[DIRECTION]: Select every line of the records below that contains the word "suit", and copy each one. Case counts.

(Point annotation records)
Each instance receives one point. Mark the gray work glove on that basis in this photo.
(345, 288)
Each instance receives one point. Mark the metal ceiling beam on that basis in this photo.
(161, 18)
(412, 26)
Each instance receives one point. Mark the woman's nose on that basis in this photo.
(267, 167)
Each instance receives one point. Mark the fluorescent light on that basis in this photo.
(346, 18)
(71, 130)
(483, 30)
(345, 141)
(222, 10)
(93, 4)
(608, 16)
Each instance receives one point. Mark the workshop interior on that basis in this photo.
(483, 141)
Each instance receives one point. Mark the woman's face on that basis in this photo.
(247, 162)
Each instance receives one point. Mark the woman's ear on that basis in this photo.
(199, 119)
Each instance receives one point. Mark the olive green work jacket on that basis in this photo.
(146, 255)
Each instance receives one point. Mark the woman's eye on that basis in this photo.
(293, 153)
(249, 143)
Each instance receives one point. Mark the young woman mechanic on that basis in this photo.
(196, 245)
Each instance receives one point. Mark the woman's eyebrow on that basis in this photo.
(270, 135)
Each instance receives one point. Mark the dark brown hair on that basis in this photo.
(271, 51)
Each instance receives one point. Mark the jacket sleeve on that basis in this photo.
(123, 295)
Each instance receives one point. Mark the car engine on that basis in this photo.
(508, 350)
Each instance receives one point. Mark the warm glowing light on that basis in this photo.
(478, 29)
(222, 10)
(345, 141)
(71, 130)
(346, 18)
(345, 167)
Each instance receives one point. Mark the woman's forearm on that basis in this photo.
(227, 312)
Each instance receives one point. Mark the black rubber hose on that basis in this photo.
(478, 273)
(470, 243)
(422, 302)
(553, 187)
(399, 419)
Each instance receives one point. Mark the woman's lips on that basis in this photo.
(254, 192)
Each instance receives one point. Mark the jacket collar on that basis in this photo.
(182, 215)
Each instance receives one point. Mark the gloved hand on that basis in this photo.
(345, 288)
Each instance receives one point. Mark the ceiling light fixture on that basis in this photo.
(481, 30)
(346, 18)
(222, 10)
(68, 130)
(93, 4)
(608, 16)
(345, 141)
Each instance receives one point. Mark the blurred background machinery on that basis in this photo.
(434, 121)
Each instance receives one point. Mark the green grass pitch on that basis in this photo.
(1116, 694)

==

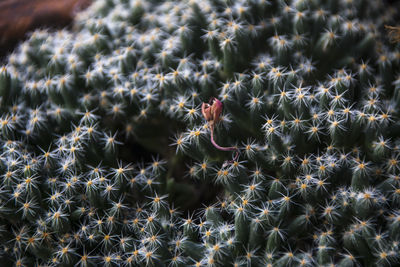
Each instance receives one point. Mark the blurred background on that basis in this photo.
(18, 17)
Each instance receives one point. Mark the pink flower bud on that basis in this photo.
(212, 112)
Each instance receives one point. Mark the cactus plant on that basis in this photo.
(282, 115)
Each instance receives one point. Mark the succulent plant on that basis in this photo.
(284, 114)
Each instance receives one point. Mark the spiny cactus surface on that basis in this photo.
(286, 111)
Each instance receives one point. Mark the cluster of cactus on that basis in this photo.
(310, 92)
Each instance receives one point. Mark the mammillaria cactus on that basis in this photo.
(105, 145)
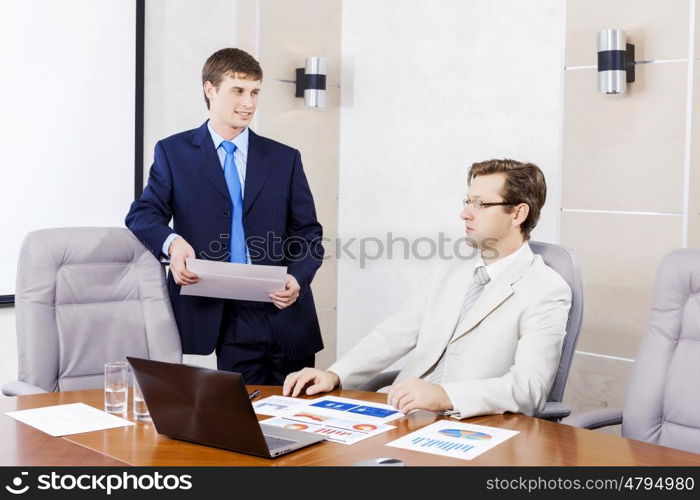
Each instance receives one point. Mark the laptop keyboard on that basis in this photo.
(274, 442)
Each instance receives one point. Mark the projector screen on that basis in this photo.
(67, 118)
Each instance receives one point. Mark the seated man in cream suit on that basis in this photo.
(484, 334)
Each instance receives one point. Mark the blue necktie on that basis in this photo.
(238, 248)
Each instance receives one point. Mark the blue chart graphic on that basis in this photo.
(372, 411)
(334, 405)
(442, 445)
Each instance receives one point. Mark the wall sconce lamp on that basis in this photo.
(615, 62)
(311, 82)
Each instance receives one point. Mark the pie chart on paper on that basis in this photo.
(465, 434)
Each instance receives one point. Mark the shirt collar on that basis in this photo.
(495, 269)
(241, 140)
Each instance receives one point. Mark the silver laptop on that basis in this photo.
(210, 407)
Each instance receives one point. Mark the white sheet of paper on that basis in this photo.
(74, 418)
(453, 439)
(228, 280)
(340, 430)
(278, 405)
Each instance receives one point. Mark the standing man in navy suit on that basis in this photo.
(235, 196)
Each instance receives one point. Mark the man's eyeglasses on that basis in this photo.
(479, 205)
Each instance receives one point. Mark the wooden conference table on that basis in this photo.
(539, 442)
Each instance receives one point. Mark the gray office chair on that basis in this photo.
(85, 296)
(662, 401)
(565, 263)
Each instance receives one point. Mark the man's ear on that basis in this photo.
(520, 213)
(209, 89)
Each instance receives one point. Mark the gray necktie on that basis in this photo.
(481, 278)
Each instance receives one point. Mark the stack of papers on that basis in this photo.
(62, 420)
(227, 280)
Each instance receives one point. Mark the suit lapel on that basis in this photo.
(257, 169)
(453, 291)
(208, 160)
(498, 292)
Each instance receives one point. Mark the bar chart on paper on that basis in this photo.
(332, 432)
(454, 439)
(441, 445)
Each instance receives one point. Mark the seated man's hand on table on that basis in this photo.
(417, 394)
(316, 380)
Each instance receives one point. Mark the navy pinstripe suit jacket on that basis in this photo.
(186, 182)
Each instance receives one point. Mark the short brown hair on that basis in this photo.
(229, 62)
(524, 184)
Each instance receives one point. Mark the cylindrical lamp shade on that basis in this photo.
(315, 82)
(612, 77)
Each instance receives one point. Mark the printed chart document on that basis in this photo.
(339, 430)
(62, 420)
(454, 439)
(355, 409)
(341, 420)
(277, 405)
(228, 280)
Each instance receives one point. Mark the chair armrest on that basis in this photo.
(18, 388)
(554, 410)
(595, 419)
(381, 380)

[ANSWER FOR THIS EXERCISE]:
Each instance receives one point. Mark the seated man in cream suit on that basis in this photo.
Each instance receives one point. Mark the standing man in navy suit on that basis in this photo.
Each instance receives one point. Mark the suit lapel on that basis in this photo.
Each instance receives one point. Mark the navy pinstripe suit jacket on that basis in this photo.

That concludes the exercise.